— Start Records for processing —

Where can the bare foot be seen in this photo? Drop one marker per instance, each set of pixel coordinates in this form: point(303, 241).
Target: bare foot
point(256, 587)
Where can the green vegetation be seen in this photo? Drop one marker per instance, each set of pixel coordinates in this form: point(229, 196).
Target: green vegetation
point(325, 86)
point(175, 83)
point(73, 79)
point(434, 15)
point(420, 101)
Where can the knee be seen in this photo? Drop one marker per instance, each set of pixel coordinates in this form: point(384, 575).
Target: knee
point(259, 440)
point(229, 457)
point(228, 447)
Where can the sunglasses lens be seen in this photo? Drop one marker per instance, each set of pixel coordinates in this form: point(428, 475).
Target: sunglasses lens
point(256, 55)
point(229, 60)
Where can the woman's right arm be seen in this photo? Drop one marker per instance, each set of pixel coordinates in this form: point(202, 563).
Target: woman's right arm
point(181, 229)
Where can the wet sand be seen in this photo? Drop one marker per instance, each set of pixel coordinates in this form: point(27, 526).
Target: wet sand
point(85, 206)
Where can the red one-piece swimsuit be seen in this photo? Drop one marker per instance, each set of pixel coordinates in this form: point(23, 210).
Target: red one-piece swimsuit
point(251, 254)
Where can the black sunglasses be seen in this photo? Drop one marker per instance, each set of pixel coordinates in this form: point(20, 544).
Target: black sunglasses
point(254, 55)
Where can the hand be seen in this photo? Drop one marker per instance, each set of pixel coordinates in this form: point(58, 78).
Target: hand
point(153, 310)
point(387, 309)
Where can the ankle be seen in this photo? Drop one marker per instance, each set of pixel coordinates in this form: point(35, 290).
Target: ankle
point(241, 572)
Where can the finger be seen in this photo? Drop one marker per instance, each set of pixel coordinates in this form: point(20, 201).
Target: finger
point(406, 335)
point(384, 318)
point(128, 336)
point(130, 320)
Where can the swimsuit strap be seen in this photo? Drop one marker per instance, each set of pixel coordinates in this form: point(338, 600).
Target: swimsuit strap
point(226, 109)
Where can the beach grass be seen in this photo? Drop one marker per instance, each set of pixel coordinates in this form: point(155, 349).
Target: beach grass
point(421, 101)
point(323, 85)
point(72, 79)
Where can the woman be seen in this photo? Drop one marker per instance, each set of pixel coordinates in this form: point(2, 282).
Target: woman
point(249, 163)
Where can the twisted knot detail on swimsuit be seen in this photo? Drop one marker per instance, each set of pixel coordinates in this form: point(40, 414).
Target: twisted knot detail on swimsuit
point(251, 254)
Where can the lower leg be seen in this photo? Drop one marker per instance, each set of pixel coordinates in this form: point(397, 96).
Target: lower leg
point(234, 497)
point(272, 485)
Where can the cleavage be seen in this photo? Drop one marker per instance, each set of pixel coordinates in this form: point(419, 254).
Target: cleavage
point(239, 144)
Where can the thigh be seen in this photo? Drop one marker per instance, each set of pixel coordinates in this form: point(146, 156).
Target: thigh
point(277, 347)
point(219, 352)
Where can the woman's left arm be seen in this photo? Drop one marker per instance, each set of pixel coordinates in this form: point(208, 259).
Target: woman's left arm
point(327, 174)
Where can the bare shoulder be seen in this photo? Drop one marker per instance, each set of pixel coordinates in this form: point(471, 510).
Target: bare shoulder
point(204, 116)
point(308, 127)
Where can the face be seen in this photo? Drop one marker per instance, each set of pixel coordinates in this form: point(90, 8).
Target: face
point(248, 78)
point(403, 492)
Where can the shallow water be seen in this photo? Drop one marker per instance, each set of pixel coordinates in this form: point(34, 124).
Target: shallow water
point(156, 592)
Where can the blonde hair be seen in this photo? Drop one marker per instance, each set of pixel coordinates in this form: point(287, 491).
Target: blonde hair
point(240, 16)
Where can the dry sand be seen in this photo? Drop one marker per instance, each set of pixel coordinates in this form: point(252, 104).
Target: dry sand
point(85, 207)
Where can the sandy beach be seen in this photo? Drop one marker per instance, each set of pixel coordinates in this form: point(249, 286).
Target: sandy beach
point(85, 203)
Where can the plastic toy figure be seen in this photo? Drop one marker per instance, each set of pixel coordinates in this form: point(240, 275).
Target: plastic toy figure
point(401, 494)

— End Records for processing —

To do:
Rewrite all of the material above, putting "Place one marker" wherever "Drop one marker" appears and keeping everything else unchanged.

Answer below:
Where can the bare foot be seen in this photo? Place one marker per instance, each set of pixel coordinates in this form: point(303, 241).
Target: bare foot
point(256, 587)
Where can the green vegetation be seen in this photo? Place one marker per instance, each set of pixel coordinates in this form: point(229, 196).
Target: green vegetation
point(325, 86)
point(175, 83)
point(73, 79)
point(434, 15)
point(420, 101)
Where can the knee be seen in this photo? Place one marker per instance, each set of pixel coordinates in this form: point(384, 575).
Target: knee
point(259, 440)
point(229, 457)
point(228, 447)
Where can the sunglasses lens be seen in this photo? Place one marker per instance, each set of pixel coordinates in this form: point(428, 475).
Target: sunglasses lens
point(256, 55)
point(229, 60)
Where can the woman's right arm be seen in this photo? Place one marker per instance, each set of pixel coordinates in this form: point(202, 563).
Target: woman's right arm
point(181, 229)
Where can the wet sand be seen in this photo? Place one marker per instance, each set of pixel coordinates in this form: point(27, 526).
Target: wet sand
point(85, 206)
Where can the red one-piece swimsuit be seen in this photo? Place one marker per instance, each set of pixel coordinates in this form: point(23, 210).
Target: red one-piece swimsuit
point(251, 254)
Where can the black sunglasses be seen in this photo? Place one marker per instance, each set of pixel coordinates in this form: point(20, 544).
Target: black sunglasses
point(254, 55)
Where can the hand be seen in this photo? Place one marker per instance, each set of pixel coordinates in this form: point(58, 78).
Target: hand
point(153, 310)
point(387, 309)
Where can the ankle be seen in this photo? Place one marker per instance, each set of pixel coordinates in this form: point(35, 290).
Target: ankle
point(241, 572)
Where can the finger be seen in this photo? Place one marker per instance, each set of pixel coordinates in this form: point(20, 201).
Target: finger
point(406, 335)
point(384, 318)
point(128, 336)
point(130, 320)
Where can the swimsuit strap be seen in this photo? Place one marker per instance, each set of pixel coordinates in this form: point(338, 600).
Target: swimsuit strap
point(226, 109)
Where can the beach grass be seen in this photo? Place one marker per instance, each set of pixel coordinates in this form: point(155, 349).
Target: beach grass
point(421, 101)
point(323, 85)
point(72, 79)
Where can the woman be seen in this photo? Place one marker per instance, each set of pixel coordinates in this form: point(2, 282).
Target: woman
point(249, 163)
Where can the twisted knot detail on swimsuit be seen in this photo? Place one marker per instance, each set of pixel coordinates in this form: point(40, 414).
Target: twisted knot detail on swimsuit
point(251, 254)
Where can the lower leg be seen in this photo? Place one marker per instance, each set of pixel coordinates in this form: point(397, 96).
Target: lower leg
point(234, 497)
point(272, 485)
Where can the cleavage be seen in this photo? Place one marker per instance, each set of pixel coordinates in this form: point(419, 254).
Target: cleavage
point(239, 144)
Where can the thigh be seen in this photo? Place one marker per instance, each set of pixel coordinates in this form: point(146, 156).
Target: thigh
point(277, 347)
point(219, 352)
Where can the woman's left arm be seen in this photo? Place one marker per instance, each set of pixel coordinates in this form: point(208, 259).
Target: woman's left arm
point(327, 174)
Where can the bare shoulder be seen in this photo? Place one marker per instance, each set of pixel coordinates in this form: point(471, 510).
Target: bare shoulder
point(204, 116)
point(308, 127)
Where can the face be seen in this photo? Place one marker per instance, each set of pixel coordinates in this form: point(90, 8).
Target: face
point(248, 78)
point(403, 492)
Where can the shallow water be seen in this photo? Place one marker per instance, each set of pixel coordinates in this form: point(34, 124).
Target: shallow water
point(156, 592)
Where can the blonde hair be seen in this photo? Place one marker per instance, each set of pixel coordinates in this form: point(287, 491).
Target: blonde hair
point(240, 16)
Where can the dry sand be seen in this photo? Place one marker per instance, each set of pixel coordinates in this form: point(252, 104).
Target: dry sand
point(85, 207)
Where can the sandy beach be seen in this photo? Place one marker per instance, each set of pixel coordinates in this form: point(249, 286).
Target: sandy beach
point(85, 203)
Where can the plastic toy figure be seen in this photo? Place one marker per instance, each set of pixel coordinates in this form: point(240, 275).
Target: plastic toy figure
point(401, 494)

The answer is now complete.